• SELECTED PASSAGE:
########

In fact, one nationwide and highly respected real estate agency in Israel trades under the sobriquet “Anglo-Saxon” – a clear signal to clients that “English is spoken here.”
Israeli citizens with English as their mother tongue are, therefore, a recognized sector of Israeli society, but they are only a minor sector. The Central Bureau of Statistics recently estimated them at almost 200,000 individuals, but organizations such as AACI (the Association of Americans and Canadians in Israel) and ESRA (the English Speaking Residents Association) claim the actual figure ranges between 250,000 and 300,000. Still, in a total population of nine million, this is very nearly insignificant – except, of course, to the people concerned. Given this statistic, however, it is perhaps surprising that when the last election loomed on the political horizon, Anglos and their particular needs figured at all in the consideration of the political parties.
Yet a fair number did go out of their way to address an English-speaking audience. Perhaps they did so recognizing that while some fortunate people have a natural facility with language, for many who have acquired a working knowledge of a second language it is often a struggle to read or write in it. Or perhaps it is simply acknowledging that although Hebrew became Israel’s sole official language in July 2018, English is pretty much universal.
Before the last election on April 9, no less than 47 parties registered to participate. Some parties made no effort to venture beyond Hebrew in their pre-election promotion. United Torah Judaism, Shas and the Arab parties, and also the lists in which they participated, did not bother to set up websites or to open Twitter or Facebook accounts. The little they did to reach out to voters by way of leaflets and phone calls was couched in Hebrew. Surprisingly, the Blue and White joint list, which played such a major role in the election, also did not run a website to which interested voters, English-speaking or not, could turn for information. 
This deficiency was partly made good by the efforts expended by Yesh Atid, a founding partner in Blue and White in the alliance formed by the Israel Resilience party, Telem and Yesh Atid specifically to contest the election. Yesh Atid ran an impressive website in English that set out its platform in detail, together with information about party members and planned political gatherings.
It established a closed group on Facebook, and fostered debates and meetings in English. Neither its main partner, Israel Resilience, nor Telem were to be found on the Internet.
The two main parties to the left of center were Labor and Meretz. The Labor party hosted a website that set out the party’s political platform in colorful detail, together with information about its candidates. The site was in Hebrew, but the touch of a button presented all the material in English. Meretz, though, confined its Internet presence to the Hebrew language, as did the center parties Kulanu and Gesher.

########

• PROBLEM REQUIREMENTS:
In the passage on English speakers and Israeli elections, how many parties registered to take part in the April 9 election?

(Rows of box annotation data)
########

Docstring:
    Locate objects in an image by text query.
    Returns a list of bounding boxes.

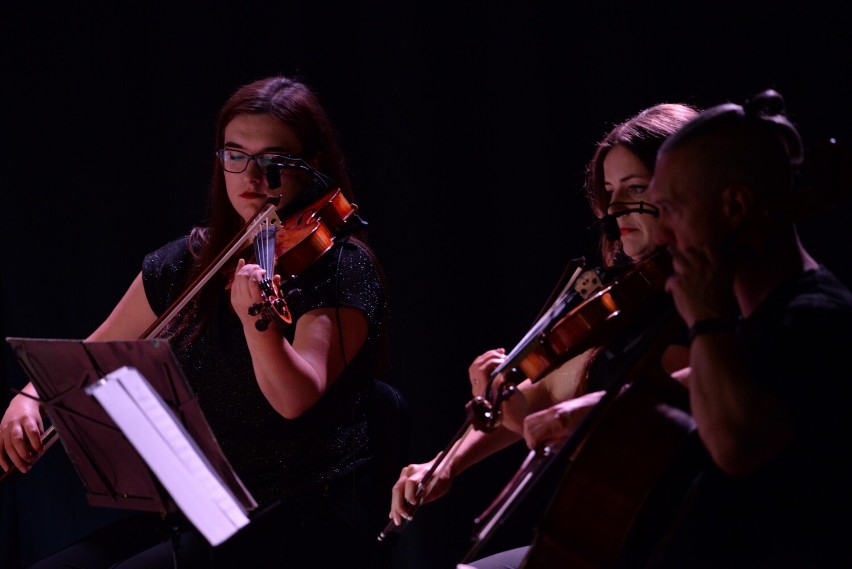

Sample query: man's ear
[722,184,754,227]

########

• SOLUTION TO THIS EXERCISE:
47 parties registered to take part.